#### WORK TO BE COMPLETED
Copy out each of the rows below word for word, keeping every line in its original order.

#### MATERIAL

** Start **

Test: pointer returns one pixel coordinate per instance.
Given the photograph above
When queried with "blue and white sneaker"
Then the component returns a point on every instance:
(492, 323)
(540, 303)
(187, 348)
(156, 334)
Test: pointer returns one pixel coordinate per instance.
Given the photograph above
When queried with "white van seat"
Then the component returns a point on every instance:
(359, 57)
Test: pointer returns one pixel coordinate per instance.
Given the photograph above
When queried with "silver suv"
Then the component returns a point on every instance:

** End **

#### TASK SOLUTION
Test: pointer returns one pixel coordinate per instance.
Given the photograph above
When queried with "blue and white sneaker"
Then the component returns a point on every instance:
(492, 323)
(540, 303)
(187, 348)
(156, 334)
Test: pointer returns one pixel coordinate per instance.
Given the photograph above
When queried with "white van seat"
Then the component returns a point on every instance:
(359, 57)
Test: pointer returns one pixel coordinate per instance.
Given the photograph above
When queried with "silver suv"
Then the component returns a point on every instance:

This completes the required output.